START Material supplied

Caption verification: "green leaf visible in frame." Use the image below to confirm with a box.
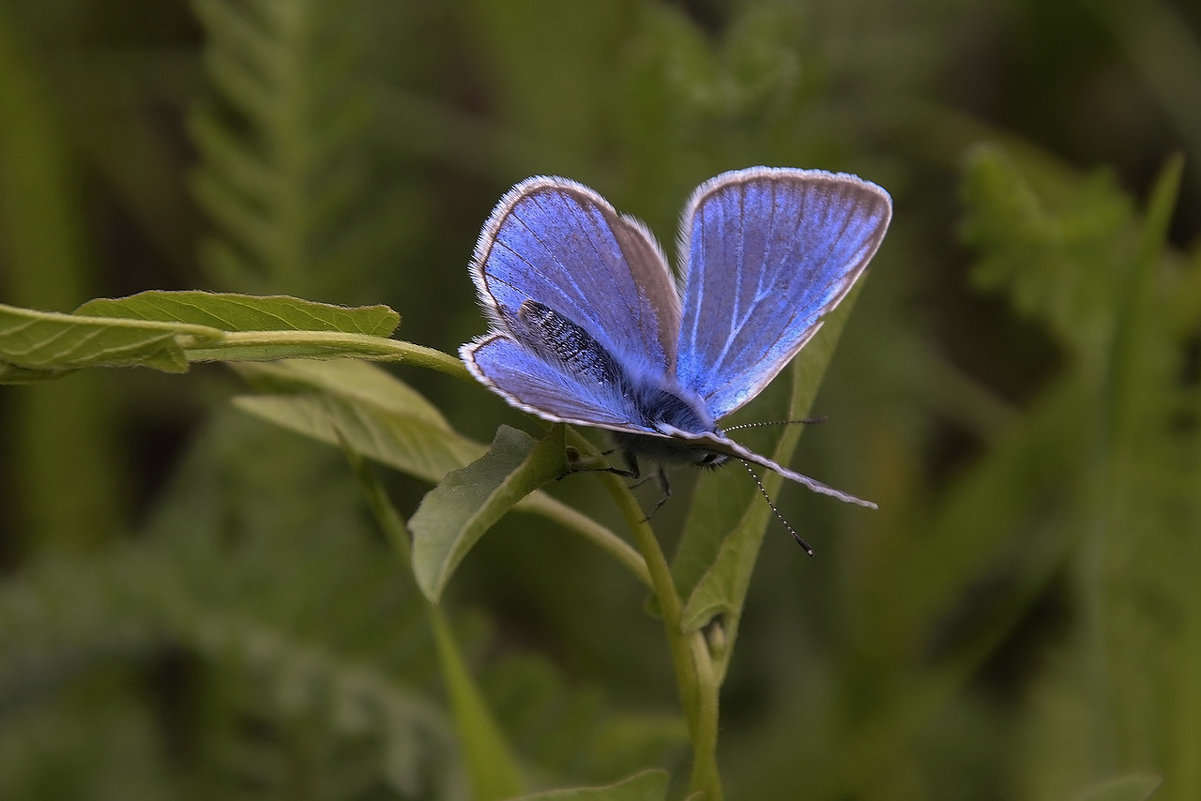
[77,290,399,336]
[411,425,569,603]
[81,291,406,364]
[233,359,485,484]
[234,361,647,584]
[0,301,205,377]
[0,362,74,384]
[1071,774,1162,801]
[0,293,448,382]
[504,769,669,801]
[675,280,868,638]
[1105,154,1184,437]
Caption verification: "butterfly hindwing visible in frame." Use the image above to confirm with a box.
[675,168,892,420]
[654,425,877,508]
[464,333,653,432]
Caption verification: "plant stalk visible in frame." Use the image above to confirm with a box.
[600,471,724,800]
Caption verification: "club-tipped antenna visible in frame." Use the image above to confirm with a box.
[741,461,814,555]
[725,416,829,433]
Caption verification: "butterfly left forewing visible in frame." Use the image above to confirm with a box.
[470,176,682,382]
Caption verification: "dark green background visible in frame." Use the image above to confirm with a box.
[1,1,1198,799]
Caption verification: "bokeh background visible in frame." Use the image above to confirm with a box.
[2,0,1200,799]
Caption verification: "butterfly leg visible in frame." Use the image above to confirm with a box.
[559,450,670,521]
[599,447,642,482]
[558,448,638,481]
[642,466,671,520]
[615,449,670,520]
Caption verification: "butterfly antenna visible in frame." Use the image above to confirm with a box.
[741,461,815,556]
[725,416,828,432]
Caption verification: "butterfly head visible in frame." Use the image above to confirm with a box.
[694,450,730,469]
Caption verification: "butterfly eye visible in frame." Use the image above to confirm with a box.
[697,452,728,469]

END Material supplied

### [Task statement]
Return an exact transcription of the material, with its pictures left out.

### [Solution for this exercise]
Caption verification: "green leaf visible in frame." Use the image below to confirm with a box.
[77,290,399,336]
[411,425,569,603]
[81,291,406,364]
[233,359,485,484]
[234,361,647,584]
[0,301,205,377]
[0,362,74,384]
[1071,774,1162,801]
[0,293,448,382]
[504,769,669,801]
[675,280,868,638]
[1105,154,1184,437]
Caption verification: "butterfly hindwing visible in frame." Use the image above to confirm with a box.
[675,168,892,420]
[654,425,877,508]
[464,333,653,432]
Caption verification: "plant stalk visible in frame." Use the image above to confirm with a box.
[600,471,724,800]
Caption verification: "club-tipped antenna visible in frame." Use the image above to confirm with a box.
[741,461,814,555]
[725,416,829,433]
Caption verification: "butterfly left forewing visible in frame." Use the image above to confirm with a box.
[470,176,682,382]
Caption verification: "dark green background visible in frame." Use the image above to confirm with a box.
[1,1,1198,799]
Caption verification: "bokeh background visible in frame." Use the image above to confirm with a box.
[2,0,1200,799]
Caption verification: "butterfly leg visible in frame." Use the image above to confirm with a box.
[559,450,670,521]
[599,447,642,482]
[558,448,638,481]
[642,466,671,520]
[615,449,670,520]
Caption verification: "butterfly antenna visible in frame." Use the image above to confirm with a box.
[741,461,815,556]
[725,416,828,432]
Caption verification: "butterfly head visible in frame." Use the image above to confirm with a box.
[694,450,730,469]
Caption verification: "butterfly eye visible in frame." Use the image above to confirm with a box.
[697,452,728,469]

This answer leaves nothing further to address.